Task goal
In the listing beneath this line, copy exactly the lines starting with the one containing "Target: orange flame" and going on through the one containing "In the photo above, where can the reflective".

== Segment start ==

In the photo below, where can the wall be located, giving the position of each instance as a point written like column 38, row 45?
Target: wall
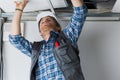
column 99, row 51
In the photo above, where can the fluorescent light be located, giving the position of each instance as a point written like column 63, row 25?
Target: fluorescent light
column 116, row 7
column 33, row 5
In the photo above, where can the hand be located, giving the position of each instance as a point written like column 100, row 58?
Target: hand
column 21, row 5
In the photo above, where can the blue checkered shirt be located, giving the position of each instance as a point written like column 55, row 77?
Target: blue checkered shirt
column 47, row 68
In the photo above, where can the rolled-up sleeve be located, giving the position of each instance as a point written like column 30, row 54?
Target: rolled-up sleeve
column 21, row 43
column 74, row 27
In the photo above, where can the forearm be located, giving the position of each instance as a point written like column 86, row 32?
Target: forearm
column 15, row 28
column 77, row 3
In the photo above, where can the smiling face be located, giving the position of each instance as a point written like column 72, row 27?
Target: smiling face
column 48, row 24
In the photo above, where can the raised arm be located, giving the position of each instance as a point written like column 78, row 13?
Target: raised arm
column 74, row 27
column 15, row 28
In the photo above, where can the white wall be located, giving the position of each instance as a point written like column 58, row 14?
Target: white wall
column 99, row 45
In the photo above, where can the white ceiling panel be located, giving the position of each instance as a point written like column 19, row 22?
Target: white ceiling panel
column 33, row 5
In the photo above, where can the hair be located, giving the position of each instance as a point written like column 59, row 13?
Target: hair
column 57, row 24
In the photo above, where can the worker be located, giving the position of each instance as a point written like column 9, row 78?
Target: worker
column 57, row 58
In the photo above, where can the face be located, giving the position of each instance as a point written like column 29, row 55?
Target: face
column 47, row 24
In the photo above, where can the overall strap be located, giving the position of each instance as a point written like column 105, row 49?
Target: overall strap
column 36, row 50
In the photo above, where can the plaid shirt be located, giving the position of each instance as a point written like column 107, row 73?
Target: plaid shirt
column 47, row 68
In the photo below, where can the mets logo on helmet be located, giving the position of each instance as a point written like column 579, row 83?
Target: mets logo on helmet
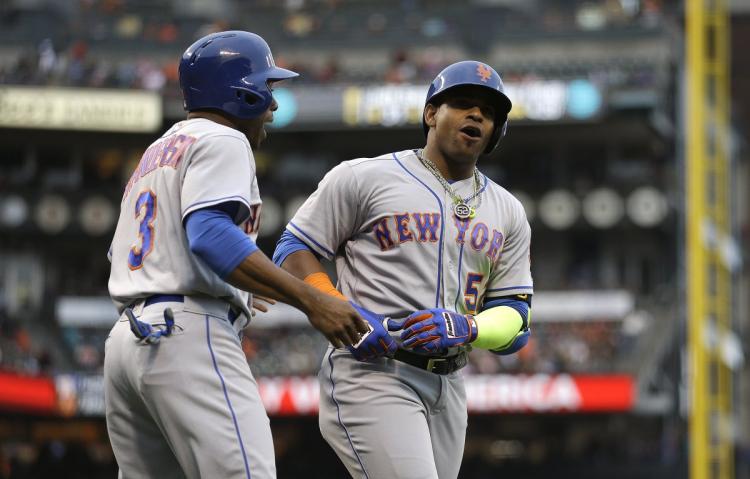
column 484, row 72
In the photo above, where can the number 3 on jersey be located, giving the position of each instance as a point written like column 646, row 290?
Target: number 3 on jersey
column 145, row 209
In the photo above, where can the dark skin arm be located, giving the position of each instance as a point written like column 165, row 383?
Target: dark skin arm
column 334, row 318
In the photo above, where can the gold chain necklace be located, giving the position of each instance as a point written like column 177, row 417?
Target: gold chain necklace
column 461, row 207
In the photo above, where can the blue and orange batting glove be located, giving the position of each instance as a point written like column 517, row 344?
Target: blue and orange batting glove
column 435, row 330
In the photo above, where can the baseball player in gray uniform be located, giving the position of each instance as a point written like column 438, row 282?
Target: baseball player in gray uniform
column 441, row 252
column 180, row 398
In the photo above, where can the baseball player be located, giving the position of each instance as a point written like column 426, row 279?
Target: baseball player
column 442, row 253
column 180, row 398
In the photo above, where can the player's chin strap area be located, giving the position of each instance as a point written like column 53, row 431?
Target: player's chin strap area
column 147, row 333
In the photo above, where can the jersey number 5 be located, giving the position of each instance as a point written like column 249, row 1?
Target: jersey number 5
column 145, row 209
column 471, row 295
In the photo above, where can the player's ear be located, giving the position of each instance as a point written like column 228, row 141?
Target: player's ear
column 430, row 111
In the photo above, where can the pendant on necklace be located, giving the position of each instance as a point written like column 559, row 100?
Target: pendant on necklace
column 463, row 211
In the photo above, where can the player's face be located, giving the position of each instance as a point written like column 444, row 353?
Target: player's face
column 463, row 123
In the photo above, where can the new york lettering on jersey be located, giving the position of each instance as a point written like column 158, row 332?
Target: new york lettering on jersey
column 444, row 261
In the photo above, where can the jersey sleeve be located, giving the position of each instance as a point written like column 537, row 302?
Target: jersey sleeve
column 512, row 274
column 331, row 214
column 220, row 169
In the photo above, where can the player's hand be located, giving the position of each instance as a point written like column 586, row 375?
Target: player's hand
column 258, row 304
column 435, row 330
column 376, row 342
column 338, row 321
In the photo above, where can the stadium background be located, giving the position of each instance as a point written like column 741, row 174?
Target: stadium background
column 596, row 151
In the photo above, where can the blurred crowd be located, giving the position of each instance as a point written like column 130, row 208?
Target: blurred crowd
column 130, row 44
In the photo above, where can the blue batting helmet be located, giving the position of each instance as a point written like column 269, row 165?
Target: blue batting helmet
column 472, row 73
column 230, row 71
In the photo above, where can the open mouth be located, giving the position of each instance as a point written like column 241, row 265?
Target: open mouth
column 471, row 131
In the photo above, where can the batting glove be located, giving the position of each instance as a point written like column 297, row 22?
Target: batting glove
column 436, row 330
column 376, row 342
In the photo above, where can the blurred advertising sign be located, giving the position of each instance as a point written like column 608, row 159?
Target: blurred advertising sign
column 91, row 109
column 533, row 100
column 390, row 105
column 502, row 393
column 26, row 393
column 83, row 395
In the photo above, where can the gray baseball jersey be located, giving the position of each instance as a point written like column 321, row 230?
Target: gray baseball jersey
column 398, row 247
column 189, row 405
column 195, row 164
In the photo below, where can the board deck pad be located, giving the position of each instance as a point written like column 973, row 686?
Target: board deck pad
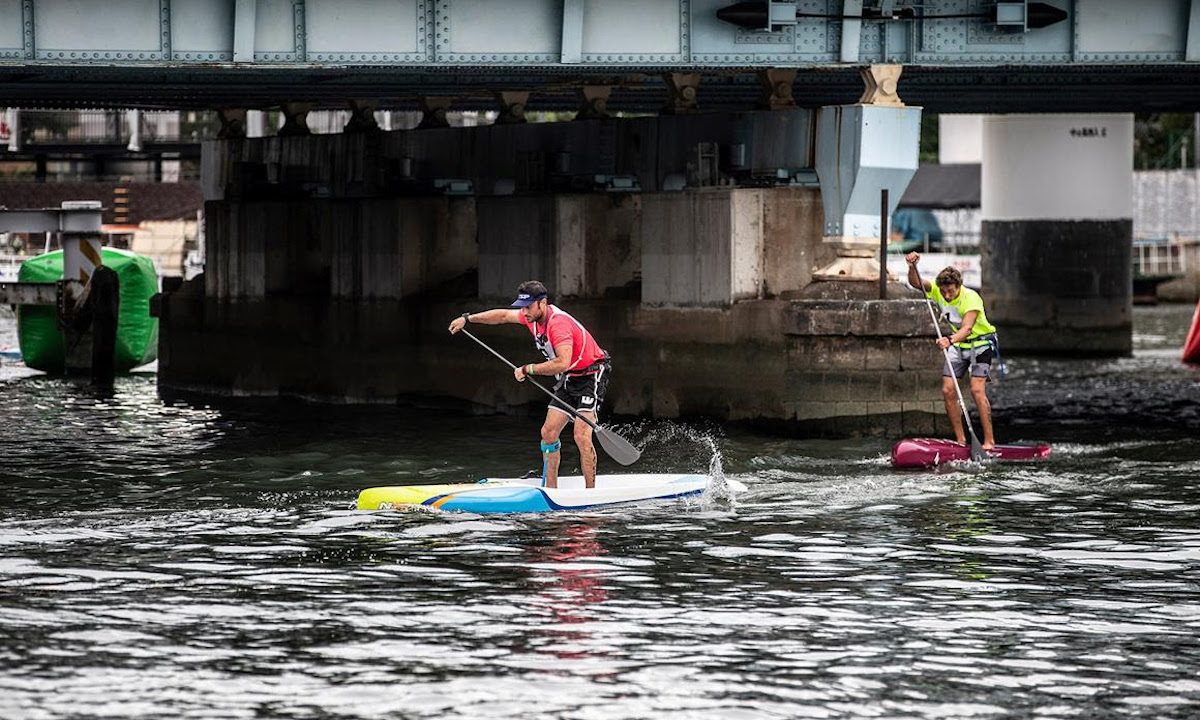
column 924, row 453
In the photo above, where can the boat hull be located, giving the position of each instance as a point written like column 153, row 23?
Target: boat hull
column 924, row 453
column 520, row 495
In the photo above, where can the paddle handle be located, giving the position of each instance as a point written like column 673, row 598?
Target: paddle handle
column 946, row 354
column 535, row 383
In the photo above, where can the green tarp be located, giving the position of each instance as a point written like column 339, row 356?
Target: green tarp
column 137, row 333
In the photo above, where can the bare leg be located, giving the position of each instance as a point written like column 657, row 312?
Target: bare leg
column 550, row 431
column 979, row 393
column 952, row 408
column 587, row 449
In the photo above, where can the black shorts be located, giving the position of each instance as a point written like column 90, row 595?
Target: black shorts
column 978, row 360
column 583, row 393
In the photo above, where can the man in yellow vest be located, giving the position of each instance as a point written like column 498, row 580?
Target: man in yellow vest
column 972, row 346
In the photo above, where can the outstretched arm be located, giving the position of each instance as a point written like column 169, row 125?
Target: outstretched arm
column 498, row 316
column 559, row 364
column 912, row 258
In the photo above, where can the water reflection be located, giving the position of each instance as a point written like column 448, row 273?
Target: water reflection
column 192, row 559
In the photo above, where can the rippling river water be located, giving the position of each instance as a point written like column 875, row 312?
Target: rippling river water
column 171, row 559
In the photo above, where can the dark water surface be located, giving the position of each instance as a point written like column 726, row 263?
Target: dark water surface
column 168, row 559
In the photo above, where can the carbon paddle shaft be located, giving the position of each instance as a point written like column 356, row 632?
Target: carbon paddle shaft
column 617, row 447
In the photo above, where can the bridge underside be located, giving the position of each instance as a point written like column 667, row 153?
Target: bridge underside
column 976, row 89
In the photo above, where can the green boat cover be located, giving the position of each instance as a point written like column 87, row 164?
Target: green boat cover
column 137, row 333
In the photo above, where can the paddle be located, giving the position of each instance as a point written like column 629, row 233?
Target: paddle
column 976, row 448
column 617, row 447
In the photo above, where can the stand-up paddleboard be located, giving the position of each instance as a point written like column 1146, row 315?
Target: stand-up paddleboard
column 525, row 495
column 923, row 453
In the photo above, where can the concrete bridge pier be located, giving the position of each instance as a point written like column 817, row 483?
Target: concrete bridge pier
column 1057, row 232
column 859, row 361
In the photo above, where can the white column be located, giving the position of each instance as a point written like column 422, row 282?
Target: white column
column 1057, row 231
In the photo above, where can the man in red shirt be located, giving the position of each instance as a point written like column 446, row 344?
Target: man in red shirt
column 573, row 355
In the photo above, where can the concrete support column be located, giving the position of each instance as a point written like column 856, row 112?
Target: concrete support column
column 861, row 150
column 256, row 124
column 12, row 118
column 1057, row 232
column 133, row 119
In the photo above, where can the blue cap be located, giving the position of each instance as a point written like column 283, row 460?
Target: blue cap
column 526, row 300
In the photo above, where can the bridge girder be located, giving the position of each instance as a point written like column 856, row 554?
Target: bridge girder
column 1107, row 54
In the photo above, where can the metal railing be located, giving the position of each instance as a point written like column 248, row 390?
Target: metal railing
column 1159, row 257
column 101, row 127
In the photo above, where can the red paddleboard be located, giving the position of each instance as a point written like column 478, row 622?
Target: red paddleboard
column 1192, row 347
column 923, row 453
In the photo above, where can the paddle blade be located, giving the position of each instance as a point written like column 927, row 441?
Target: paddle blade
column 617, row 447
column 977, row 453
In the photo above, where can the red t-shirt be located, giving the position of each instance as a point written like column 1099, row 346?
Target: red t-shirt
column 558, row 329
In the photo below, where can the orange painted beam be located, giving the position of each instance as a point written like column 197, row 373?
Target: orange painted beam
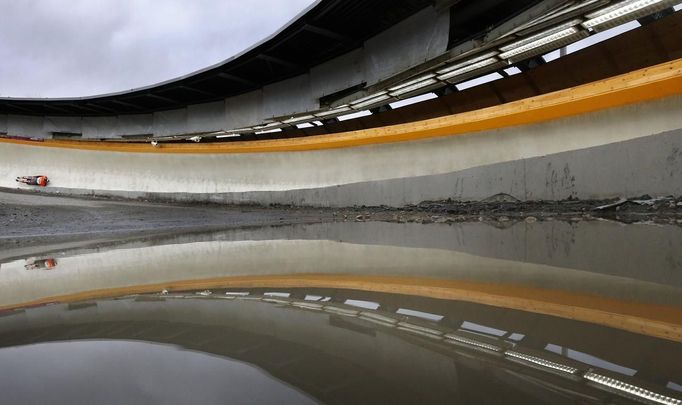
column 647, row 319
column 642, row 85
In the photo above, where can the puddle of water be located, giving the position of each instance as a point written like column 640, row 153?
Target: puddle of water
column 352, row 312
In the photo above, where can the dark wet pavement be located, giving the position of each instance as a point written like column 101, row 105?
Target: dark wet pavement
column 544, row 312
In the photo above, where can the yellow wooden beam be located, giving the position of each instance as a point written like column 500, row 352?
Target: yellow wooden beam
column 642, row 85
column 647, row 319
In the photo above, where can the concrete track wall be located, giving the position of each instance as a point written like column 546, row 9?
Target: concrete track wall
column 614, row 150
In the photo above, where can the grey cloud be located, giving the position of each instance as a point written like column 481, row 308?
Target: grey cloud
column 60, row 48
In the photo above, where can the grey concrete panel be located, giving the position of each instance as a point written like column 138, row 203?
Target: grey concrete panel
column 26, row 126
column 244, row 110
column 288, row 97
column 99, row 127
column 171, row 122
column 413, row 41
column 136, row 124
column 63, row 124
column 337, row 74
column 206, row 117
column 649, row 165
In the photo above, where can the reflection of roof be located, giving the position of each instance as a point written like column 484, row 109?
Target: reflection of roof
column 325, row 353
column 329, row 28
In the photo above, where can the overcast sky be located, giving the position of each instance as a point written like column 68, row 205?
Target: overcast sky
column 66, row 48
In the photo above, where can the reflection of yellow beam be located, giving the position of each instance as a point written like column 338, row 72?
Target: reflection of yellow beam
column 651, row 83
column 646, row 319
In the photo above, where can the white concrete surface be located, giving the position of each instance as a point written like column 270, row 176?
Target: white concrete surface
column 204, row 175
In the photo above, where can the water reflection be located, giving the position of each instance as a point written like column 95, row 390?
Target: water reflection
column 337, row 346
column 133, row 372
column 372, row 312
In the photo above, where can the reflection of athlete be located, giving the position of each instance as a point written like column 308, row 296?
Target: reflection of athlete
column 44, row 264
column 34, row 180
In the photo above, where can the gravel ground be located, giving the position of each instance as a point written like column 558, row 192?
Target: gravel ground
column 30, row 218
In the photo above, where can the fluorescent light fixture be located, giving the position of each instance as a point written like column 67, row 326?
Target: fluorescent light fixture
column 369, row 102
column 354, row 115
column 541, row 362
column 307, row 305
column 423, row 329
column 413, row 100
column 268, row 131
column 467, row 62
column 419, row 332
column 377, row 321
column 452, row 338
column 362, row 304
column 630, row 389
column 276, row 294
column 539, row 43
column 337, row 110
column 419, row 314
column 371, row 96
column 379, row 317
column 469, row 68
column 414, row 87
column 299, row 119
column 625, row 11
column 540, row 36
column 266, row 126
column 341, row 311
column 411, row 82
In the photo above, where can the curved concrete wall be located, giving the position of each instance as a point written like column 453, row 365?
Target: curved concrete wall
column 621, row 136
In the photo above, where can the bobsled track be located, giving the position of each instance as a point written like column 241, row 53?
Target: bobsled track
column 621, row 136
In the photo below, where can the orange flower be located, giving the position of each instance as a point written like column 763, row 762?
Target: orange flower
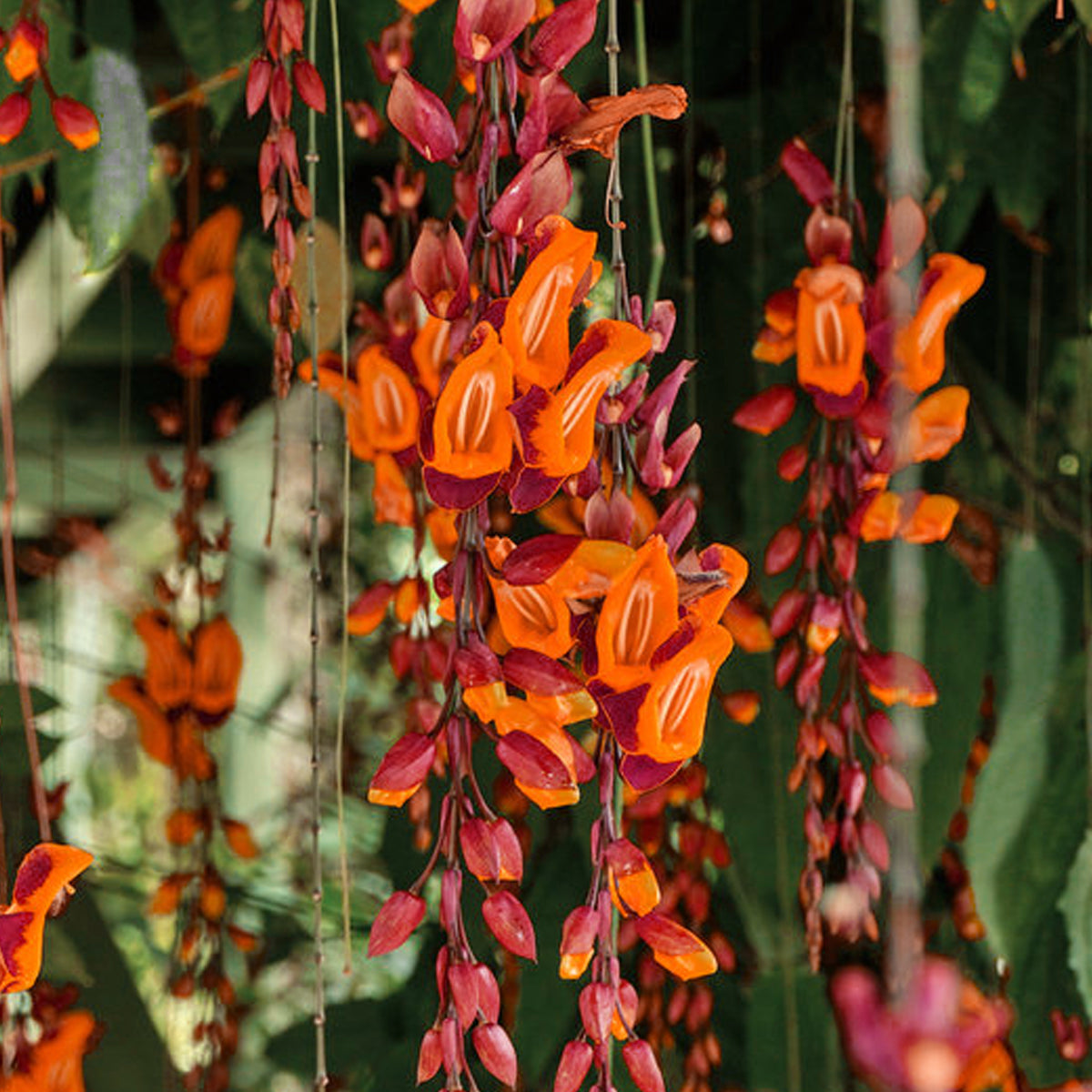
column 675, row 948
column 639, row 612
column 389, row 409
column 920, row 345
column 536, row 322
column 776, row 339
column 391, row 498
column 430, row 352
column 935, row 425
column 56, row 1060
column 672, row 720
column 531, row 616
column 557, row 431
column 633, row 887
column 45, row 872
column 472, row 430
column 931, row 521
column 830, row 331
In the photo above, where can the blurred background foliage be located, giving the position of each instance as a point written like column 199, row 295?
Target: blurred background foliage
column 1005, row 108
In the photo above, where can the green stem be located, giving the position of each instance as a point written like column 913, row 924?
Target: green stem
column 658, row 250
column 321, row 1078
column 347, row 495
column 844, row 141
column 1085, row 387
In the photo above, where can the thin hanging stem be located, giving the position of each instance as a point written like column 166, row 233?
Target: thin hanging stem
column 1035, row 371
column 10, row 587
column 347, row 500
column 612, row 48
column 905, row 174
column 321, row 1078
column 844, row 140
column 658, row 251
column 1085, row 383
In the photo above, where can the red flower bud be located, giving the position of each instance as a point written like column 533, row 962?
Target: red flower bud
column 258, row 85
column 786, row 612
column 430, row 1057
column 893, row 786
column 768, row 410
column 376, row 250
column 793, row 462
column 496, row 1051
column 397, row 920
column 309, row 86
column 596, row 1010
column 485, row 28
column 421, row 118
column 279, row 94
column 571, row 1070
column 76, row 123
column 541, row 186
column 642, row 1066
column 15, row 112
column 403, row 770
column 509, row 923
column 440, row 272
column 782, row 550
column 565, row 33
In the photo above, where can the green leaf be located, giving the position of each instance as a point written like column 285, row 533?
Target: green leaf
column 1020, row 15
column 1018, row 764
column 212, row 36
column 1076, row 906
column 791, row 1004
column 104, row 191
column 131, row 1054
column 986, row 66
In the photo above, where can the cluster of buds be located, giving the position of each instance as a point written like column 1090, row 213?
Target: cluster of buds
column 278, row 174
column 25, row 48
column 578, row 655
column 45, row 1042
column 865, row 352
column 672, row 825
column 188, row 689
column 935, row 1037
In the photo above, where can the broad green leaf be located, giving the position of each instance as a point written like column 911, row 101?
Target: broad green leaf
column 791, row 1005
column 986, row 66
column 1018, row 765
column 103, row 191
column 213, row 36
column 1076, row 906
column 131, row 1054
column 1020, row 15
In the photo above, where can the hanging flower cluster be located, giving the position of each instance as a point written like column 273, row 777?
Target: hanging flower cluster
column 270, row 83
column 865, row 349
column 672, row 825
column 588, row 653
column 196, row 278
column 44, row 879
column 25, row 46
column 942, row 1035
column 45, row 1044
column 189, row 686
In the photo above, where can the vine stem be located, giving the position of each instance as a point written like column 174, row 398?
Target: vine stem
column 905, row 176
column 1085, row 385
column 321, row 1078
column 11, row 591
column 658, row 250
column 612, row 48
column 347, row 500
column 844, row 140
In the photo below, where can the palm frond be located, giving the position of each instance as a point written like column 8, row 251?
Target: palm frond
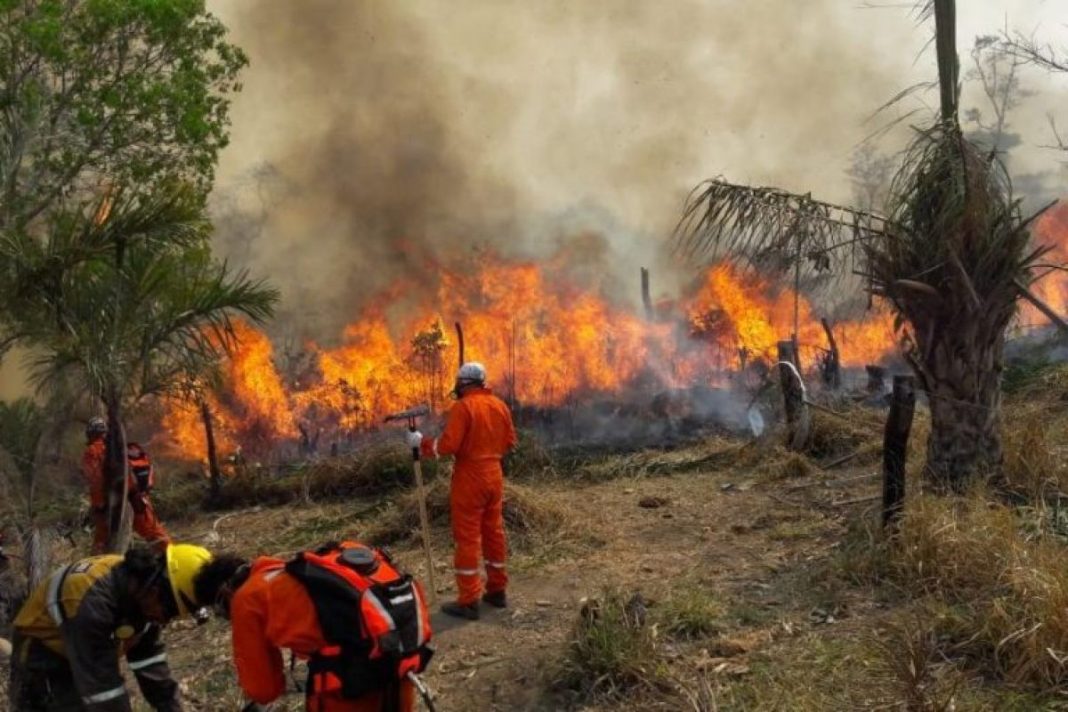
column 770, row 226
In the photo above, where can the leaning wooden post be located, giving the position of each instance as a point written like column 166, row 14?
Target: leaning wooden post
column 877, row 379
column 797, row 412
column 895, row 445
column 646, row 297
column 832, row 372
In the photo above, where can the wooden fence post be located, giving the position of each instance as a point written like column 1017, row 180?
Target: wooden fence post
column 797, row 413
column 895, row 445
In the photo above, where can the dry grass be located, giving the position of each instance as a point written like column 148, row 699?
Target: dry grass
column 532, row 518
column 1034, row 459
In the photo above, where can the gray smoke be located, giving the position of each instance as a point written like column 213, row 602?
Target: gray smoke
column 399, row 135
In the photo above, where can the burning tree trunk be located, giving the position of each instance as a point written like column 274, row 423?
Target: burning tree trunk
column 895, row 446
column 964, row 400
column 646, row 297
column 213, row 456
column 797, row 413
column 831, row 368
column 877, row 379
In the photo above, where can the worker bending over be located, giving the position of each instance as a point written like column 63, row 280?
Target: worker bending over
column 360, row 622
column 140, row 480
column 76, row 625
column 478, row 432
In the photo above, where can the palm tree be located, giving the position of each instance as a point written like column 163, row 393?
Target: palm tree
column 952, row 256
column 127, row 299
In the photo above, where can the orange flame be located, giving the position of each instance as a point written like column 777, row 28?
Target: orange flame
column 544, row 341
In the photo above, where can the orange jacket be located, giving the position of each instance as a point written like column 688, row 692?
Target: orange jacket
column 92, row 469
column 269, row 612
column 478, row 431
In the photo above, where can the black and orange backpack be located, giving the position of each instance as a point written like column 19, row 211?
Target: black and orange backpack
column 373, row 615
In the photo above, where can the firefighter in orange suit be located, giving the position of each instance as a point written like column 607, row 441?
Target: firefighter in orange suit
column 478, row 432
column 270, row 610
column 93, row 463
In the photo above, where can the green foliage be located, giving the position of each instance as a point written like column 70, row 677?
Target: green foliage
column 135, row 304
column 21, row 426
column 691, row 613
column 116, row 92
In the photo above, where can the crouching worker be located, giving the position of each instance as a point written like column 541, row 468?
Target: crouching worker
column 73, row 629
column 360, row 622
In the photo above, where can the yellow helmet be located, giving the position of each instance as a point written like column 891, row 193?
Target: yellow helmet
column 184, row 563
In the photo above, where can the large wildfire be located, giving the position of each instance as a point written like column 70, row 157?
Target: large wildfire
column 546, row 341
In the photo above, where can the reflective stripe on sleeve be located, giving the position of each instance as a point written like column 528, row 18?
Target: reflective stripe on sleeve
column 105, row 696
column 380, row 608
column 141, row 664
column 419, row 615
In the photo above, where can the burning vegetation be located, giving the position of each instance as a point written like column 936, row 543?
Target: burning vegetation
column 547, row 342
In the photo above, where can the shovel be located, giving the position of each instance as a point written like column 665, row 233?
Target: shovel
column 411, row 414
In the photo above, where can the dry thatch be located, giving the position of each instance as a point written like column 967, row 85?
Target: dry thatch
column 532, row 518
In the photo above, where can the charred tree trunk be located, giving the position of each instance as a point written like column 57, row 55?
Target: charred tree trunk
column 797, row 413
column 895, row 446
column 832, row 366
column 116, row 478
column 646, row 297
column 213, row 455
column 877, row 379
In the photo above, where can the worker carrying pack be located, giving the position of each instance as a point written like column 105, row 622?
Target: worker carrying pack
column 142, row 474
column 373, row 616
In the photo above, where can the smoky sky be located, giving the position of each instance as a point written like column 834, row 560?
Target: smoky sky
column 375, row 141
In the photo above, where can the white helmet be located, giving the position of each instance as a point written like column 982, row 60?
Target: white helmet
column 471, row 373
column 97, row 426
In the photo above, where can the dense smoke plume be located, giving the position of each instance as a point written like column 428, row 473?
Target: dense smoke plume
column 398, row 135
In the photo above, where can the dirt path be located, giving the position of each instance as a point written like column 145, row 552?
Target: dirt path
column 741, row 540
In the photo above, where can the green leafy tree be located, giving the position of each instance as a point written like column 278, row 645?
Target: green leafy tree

== Segment end ==

Response
Target: orange flame
column 544, row 341
In the photo above, where can the orange jacket be located, giving the position of each instance as a point written like column 688, row 692?
Target: orange jacket
column 92, row 469
column 269, row 612
column 478, row 431
In the photo above, where can the black and orange backpack be located, giving the position of each instance as a point written like column 19, row 211?
Target: black and orange backpack
column 373, row 615
In the photo above, where can the firefighter in orange suit be located, giving the position of each instance as a point written like column 607, row 441?
Target: firefighter in orange suit
column 478, row 432
column 270, row 610
column 93, row 463
In the photo above, where can the green foliage be located, giving the position of each instance as a point written like column 70, row 677?
Target: green foliage
column 135, row 304
column 21, row 426
column 691, row 613
column 116, row 92
In the photo above, where can the crouching worker be located, giving the position of each instance as a point written like column 541, row 468?
Target: crouching worker
column 73, row 629
column 360, row 622
In the photo above, where can the yellow helmet be located, giving the position of each instance as a point written like column 891, row 193?
Target: yellow helmet
column 184, row 563
In the photo above, where can the large wildfire be located, giving the position of each instance as a point written like column 70, row 157?
Target: large wildfire
column 546, row 341
In the photo above, where can the reflective stripe on sleeve be located, giving the position of each instance as a point written like column 528, row 18?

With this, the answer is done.